Nesse mesmo sentido, tem-se que o trabalho ocupa um lugar central na vida do homem, pois por meio dele o ser humano organiza sua vida, adquire conhecimento e constrói relações sociais com outros indivíduos.

Desse modo, afirmar que o trabalho está na base da história é afirmar que ele é historicamente determinado, tendo, então, uma dimensão ontológica, ou seja, ele está enraizado na existência dos homens, de tal maneira que sem ele nem homens nem história existiriam. Ele é determinante das variadas formas dos homens existirem e se organizarem socialmente. Por isso, o trabalho ocupa centralidade na história dos homens, determinando a vida e a organização humana. [...] é a partir do trabalho, que os indivíduos se realizam enquanto seres sociais, passando a se relacionar com os outros indivíduos num processo de sociabilidade e construção das relações sociais. (AZEVEDO, 2011, p. 25-26.)

Tarefas do exercício>
**a.** Segundo o texto sobre o trabalho, o que o ser humano faz por meio dele? Liste todas as ações mencionadas na primeira frase.
**b.** Extraia do texto sobre o trabalho o trecho que vai de "Nesse mesmo sentido, tem-se" até "2011, p. 25-26.)".
**c.** De acordo com o texto sobre o trabalho, o que não existiria sem o trabalho?
Os itens a seguir constituem material à parte, independente do texto.

Material extraído>
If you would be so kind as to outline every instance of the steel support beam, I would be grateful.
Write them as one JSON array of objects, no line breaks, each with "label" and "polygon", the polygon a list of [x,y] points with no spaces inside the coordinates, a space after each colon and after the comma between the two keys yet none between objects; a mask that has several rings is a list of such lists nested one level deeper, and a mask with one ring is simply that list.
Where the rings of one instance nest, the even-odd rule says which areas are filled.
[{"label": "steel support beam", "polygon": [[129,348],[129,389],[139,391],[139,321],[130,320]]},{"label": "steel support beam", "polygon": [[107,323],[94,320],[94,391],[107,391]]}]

...

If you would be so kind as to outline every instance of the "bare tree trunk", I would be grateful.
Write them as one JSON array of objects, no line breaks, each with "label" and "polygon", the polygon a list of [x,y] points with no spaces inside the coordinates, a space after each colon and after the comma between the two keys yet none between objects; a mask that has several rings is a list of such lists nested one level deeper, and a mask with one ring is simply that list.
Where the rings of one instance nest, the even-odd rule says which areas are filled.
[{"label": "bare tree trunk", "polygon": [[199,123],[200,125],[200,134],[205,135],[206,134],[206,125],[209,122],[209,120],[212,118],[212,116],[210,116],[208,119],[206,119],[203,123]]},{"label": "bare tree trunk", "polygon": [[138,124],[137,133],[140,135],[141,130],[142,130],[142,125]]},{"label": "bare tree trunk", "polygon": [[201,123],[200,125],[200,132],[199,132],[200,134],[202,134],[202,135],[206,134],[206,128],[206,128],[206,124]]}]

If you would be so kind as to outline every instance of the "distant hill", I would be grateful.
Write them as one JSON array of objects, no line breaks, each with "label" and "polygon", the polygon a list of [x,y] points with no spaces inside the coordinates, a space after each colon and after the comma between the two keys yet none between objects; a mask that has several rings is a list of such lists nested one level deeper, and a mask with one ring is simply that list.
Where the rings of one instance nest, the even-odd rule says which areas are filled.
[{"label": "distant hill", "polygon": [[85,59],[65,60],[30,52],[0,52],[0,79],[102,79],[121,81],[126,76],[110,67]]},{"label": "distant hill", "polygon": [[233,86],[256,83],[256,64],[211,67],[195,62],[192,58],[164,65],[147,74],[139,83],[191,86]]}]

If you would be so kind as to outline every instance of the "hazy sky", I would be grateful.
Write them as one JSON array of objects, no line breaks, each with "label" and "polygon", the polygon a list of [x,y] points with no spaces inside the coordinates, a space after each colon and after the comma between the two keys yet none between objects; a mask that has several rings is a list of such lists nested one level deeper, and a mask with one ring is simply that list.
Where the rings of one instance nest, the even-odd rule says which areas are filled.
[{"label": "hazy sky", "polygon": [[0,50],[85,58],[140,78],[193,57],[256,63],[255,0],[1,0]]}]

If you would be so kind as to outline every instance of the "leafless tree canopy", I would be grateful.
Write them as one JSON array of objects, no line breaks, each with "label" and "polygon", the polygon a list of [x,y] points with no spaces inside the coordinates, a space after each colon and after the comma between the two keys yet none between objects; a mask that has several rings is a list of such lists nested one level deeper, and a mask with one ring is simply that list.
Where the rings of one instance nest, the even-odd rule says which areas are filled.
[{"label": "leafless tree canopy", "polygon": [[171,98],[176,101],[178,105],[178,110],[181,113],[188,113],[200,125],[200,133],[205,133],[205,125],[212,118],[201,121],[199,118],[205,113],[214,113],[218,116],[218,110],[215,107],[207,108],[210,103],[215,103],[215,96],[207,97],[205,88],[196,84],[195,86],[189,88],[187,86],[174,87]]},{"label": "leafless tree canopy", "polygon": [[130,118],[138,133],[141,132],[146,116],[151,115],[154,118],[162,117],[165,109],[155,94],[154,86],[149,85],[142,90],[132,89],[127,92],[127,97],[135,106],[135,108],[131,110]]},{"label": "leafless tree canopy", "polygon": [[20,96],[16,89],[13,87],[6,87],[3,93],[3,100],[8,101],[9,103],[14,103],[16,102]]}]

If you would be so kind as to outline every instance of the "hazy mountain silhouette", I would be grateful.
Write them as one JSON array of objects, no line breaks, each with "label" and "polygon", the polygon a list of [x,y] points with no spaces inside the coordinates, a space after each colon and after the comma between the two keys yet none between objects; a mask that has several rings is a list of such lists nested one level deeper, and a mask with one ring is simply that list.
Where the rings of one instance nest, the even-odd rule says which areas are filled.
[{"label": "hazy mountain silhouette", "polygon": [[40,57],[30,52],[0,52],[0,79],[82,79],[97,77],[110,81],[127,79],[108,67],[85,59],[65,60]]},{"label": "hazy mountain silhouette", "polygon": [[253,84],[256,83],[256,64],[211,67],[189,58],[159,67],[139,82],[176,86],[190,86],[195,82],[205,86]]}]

---

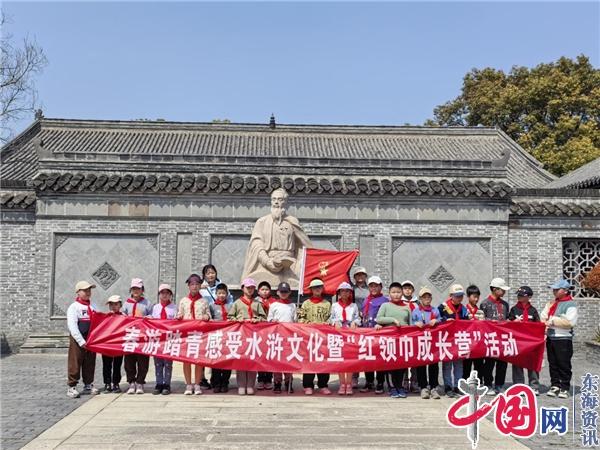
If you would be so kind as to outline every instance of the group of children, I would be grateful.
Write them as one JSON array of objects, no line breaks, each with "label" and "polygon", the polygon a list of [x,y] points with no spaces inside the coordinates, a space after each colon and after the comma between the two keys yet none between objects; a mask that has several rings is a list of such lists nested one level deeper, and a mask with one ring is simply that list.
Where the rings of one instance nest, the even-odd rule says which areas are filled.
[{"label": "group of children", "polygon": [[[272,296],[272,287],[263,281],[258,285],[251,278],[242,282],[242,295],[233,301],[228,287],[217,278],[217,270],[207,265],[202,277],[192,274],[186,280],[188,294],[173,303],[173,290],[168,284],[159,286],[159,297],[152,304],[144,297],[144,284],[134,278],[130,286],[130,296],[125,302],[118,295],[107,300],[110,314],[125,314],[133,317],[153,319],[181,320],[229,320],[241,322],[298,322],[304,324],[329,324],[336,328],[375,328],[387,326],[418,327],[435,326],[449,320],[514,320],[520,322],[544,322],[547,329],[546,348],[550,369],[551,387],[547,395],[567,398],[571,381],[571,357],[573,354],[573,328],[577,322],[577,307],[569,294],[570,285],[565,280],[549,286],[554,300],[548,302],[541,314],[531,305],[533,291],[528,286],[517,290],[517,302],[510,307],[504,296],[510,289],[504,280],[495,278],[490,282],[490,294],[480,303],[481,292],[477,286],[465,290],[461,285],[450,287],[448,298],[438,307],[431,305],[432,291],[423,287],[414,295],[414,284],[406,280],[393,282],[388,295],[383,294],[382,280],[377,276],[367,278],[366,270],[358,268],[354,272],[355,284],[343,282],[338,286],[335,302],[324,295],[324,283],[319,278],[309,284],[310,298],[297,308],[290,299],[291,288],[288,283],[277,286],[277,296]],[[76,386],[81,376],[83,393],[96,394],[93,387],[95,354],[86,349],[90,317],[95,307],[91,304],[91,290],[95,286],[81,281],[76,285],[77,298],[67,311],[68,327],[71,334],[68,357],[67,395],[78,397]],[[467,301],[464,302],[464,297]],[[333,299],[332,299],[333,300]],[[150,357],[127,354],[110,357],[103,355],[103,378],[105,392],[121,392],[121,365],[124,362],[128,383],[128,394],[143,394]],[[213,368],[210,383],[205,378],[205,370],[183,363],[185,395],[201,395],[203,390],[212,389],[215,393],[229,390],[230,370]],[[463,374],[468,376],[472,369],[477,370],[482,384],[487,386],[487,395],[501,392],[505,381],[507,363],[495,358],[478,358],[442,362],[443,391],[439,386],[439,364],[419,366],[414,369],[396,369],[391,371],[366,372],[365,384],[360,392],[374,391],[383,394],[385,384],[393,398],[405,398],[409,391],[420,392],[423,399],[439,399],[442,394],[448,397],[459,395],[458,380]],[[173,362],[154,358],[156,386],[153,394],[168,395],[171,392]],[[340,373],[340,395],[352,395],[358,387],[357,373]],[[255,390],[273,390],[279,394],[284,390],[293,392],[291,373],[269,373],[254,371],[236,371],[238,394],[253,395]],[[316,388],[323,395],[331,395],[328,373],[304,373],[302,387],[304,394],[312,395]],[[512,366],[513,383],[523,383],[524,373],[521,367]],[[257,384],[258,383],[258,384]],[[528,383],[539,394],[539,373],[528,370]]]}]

Conjunto de respostas>
**a.**
- organiza sua vida
- adquire conhecimento
- constrói relações sociais com outros indivíduos

**b.**
Nesse mesmo sentido, tem-se que o trabalho ocupa um lugar central na vida do homem, pois por meio dele o ser humano organiza sua vida, adquire conhecimento e constrói relações sociais com outros indivíduos.

Desse modo, afirmar que o trabalho está na base da história é afirmar que ele é historicamente determinado, tendo, então, uma dimensão ontológica, ou seja, ele está enraizado na existência dos homens, de tal maneira que sem ele nem homens nem história existiriam. Ele é determinante das variadas formas dos homens existirem e se organizarem socialmente. Por isso, o trabalho ocupa centralidade na história dos homens, determinando a vida e a organização humana. [...] é a partir do trabalho, que os indivíduos se realizam enquanto seres sociais, passando a se relacionar com os outros indivíduos num processo de sociabilidade e construção das relações sociais. (AZEVEDO, 2011, p. 25-26.)

**c.** Nem os homens nem a história existiriam.